▸ Problem requirements: Copy down every line of the records below exactly as they appear, without changing anything.

[Point annotation dataset records]

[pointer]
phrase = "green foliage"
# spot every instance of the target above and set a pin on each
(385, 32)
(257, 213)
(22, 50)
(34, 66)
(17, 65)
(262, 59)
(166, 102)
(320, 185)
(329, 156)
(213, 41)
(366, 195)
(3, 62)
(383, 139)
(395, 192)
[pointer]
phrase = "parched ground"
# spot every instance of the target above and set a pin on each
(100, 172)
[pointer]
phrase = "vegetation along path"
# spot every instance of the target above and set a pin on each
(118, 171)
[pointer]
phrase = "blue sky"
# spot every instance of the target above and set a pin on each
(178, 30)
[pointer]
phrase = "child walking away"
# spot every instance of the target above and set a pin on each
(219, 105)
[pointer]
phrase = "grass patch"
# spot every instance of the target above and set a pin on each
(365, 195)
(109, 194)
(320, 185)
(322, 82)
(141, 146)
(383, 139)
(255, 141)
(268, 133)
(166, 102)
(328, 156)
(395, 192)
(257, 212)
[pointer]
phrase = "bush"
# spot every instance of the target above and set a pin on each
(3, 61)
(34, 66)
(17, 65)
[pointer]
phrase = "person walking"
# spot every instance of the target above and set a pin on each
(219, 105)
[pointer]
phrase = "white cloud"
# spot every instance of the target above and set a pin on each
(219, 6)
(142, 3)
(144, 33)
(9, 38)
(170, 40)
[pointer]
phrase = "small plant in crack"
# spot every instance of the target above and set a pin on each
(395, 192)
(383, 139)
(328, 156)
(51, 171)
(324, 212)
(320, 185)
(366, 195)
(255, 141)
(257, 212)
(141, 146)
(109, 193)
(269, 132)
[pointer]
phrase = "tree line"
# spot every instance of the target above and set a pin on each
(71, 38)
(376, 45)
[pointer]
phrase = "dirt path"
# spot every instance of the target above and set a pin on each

▸ Response below:
[pointer]
phrase = "green foliage"
# spot every instance of the target above and set a pin on each
(385, 32)
(257, 213)
(22, 50)
(34, 66)
(17, 65)
(262, 59)
(166, 102)
(320, 185)
(329, 156)
(213, 41)
(366, 195)
(3, 62)
(383, 139)
(395, 192)
[pointer]
phrase = "parched ground"
# spot every instance of the target above and set a pin on each
(100, 172)
[pointer]
phrase = "vegetation along path"
# spot every instance of the target above and set a pin on each
(118, 171)
[pointer]
phrase = "blue sky"
# spot every instance of the target above and set a pin on each
(178, 30)
[pointer]
phrase = "child walking away"
# spot every instance of the target above and set a pin on each
(219, 105)
[pointer]
phrase = "grass patch"
# spot every instance of the target above and set a pin on each
(365, 195)
(109, 194)
(320, 185)
(322, 82)
(141, 146)
(383, 139)
(255, 141)
(268, 133)
(166, 102)
(328, 156)
(395, 192)
(257, 212)
[pointer]
phrase = "bush"
# spot every instance of the target above and set a pin on each
(3, 61)
(34, 66)
(17, 65)
[pointer]
phrase = "person walking"
# spot every instance of the target above and set a pin on each
(219, 105)
[pointer]
phrase = "white cloud"
# spot every instance of the target above and set a pin on each
(219, 6)
(142, 3)
(144, 33)
(9, 38)
(170, 40)
[pointer]
phrase = "small plant in crack"
# spot every instance of the target above and set a pin on each
(395, 192)
(383, 139)
(328, 156)
(51, 171)
(324, 212)
(320, 185)
(366, 195)
(255, 141)
(257, 212)
(141, 146)
(109, 193)
(269, 132)
[pointer]
phrase = "tree line"
# spot every instance of the target above and set a pin on each
(71, 38)
(376, 45)
[pointer]
phrase = "dirt path"
# spot every instance of the target above and set a pin on each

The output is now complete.